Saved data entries
=== Begin Enclosure ===

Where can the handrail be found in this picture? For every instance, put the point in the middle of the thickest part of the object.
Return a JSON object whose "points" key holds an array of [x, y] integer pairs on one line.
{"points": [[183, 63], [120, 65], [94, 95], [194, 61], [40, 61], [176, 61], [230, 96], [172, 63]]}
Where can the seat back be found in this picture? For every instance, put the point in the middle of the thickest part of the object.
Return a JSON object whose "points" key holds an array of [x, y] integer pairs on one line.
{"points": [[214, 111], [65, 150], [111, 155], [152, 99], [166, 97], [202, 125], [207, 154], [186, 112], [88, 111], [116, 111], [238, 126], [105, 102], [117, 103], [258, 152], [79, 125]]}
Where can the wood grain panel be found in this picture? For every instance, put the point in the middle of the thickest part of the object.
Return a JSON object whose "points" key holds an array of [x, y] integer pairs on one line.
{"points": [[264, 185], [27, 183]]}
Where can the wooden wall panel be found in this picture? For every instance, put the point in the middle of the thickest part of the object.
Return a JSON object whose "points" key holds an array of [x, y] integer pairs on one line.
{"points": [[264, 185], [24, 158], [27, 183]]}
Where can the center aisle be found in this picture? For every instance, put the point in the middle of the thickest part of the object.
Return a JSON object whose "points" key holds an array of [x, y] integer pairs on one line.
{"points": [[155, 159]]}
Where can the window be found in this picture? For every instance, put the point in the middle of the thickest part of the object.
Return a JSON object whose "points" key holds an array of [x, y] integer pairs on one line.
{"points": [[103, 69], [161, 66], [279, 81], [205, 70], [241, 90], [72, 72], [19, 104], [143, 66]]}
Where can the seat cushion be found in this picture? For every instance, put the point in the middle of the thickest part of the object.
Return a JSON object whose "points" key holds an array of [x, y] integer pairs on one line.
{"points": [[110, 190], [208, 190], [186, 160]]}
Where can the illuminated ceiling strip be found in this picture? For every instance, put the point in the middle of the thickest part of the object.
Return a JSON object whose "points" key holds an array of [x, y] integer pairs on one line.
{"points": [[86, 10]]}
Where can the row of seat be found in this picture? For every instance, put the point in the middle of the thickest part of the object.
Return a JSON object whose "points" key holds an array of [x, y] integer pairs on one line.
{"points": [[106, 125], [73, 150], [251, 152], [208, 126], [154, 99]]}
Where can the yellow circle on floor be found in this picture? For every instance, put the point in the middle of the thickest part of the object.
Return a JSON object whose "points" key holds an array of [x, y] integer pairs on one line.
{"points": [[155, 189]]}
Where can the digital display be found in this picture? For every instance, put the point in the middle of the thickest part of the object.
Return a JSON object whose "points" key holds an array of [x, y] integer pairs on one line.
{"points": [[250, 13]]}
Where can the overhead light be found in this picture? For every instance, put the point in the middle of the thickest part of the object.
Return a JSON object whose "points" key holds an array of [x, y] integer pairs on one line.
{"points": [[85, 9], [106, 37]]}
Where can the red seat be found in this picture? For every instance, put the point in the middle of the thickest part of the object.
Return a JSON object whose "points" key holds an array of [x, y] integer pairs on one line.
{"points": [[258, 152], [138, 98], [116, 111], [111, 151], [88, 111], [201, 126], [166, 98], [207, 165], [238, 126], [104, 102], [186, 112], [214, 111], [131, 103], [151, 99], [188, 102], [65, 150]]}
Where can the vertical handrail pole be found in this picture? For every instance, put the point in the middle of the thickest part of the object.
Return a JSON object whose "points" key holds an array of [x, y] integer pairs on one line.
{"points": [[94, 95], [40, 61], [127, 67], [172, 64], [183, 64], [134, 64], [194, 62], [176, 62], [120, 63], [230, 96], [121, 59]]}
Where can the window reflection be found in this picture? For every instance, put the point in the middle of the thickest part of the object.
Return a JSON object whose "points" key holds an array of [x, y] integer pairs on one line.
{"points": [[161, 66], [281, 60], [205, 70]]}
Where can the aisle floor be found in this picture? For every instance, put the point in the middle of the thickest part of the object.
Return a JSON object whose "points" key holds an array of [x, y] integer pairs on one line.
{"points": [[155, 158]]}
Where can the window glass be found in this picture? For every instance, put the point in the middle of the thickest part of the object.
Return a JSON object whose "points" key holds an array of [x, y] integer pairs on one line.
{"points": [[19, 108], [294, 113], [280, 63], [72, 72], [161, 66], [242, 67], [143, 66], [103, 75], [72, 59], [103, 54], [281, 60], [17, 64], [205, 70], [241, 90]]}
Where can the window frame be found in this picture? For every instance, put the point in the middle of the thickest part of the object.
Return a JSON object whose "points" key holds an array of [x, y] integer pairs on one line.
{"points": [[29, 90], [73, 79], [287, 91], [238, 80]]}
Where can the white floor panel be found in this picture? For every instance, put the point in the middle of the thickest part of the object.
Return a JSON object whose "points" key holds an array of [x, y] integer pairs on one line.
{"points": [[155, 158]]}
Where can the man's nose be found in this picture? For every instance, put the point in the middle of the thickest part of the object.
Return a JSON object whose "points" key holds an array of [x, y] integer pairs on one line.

=== End Enclosure ===

Work to be completed
Check each line of the entries above, and show every one holding the word "seat".

Written solution
Where can the seat back be found in this picture? For every instance, put the point in the middle of the thickest part of the object.
Where can the seat cushion be found in this picture? For every instance, put the point in the middle of the thickest part of the object.
Where can the row of seat be found in this picture? For every instance, put the point in the middle of the thickest part of the object.
Where can the red seat be found in this picture? For every instance, put the point in the middle of the thickest part of the object.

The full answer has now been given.